What you have to do
In the passage on the Jazz's 1988 playoff run, which team did the Jazz defeat in the first round?

Text section
#####
Longtime Jazz fans don’t need to be reminded about the spring of 1988. That was the year we turned the corner. After dispatching the Portland Trail Blazers in the first round of the playoffs, we ran headlong into the defending NBA champions. No one gave us a chance against the Lakers, even our coach, Frank Layden, who was in his last full year at the Jazz helm before Jerry Sloan took over. Most people figured we’d get eliminated in four games, five at best.
Instead, Stockton and Malone introduced themselves to the league courtesy of an epic grudge match that only subsided when the Jazz ran out of gas in Game 7 on the floor of the “Fabulous Forum”. The no-name Jazz became the no-name Jazz That Could. And die-hard Jazz fans became certified Laker-Haters.
That was the year I made my full transition between “Adolescent Han Solo” Josh and “Pre-pubescent Wanna-Be Jock” Josh. Transformers were exchanged for basketball shoes. Afternoon cartoons were replaced with pick-up football games. And Darth Vader was replaced with Earvin “Magic” Johnson.
#####
Position annotation records
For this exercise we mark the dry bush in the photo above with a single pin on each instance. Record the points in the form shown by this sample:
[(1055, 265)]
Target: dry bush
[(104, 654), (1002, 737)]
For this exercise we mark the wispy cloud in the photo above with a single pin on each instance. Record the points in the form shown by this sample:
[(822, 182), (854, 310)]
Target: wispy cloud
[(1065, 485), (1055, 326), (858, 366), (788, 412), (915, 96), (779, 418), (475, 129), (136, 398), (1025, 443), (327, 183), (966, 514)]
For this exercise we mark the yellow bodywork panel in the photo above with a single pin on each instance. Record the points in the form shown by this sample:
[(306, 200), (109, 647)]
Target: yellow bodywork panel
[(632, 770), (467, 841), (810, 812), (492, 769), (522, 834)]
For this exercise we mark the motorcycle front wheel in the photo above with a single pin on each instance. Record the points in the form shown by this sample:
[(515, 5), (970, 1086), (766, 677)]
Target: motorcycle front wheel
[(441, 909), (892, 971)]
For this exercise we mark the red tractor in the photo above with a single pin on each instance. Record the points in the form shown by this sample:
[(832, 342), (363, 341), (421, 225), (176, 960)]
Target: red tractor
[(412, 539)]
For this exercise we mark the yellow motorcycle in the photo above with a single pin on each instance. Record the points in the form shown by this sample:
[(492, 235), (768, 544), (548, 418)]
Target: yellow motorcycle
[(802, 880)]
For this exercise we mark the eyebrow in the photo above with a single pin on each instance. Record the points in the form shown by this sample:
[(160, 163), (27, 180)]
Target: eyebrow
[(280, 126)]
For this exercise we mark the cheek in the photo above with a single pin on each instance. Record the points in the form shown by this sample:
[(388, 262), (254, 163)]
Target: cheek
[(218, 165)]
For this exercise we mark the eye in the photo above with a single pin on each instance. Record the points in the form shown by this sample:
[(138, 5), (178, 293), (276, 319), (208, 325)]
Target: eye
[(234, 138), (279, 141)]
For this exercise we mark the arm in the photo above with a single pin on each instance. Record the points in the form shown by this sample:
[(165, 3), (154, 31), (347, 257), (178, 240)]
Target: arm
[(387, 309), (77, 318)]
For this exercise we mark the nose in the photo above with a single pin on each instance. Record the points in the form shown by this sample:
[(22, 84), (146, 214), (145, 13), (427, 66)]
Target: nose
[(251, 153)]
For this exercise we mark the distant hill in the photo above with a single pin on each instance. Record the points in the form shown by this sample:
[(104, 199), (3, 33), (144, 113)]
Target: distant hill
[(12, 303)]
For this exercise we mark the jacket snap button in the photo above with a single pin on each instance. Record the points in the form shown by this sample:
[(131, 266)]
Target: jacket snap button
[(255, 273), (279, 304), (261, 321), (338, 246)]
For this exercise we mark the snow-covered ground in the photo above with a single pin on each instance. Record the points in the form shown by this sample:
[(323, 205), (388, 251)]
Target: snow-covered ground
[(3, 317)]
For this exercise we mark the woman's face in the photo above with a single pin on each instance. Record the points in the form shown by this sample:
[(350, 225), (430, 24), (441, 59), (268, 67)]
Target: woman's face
#####
Answer in full
The Portland Trail Blazers.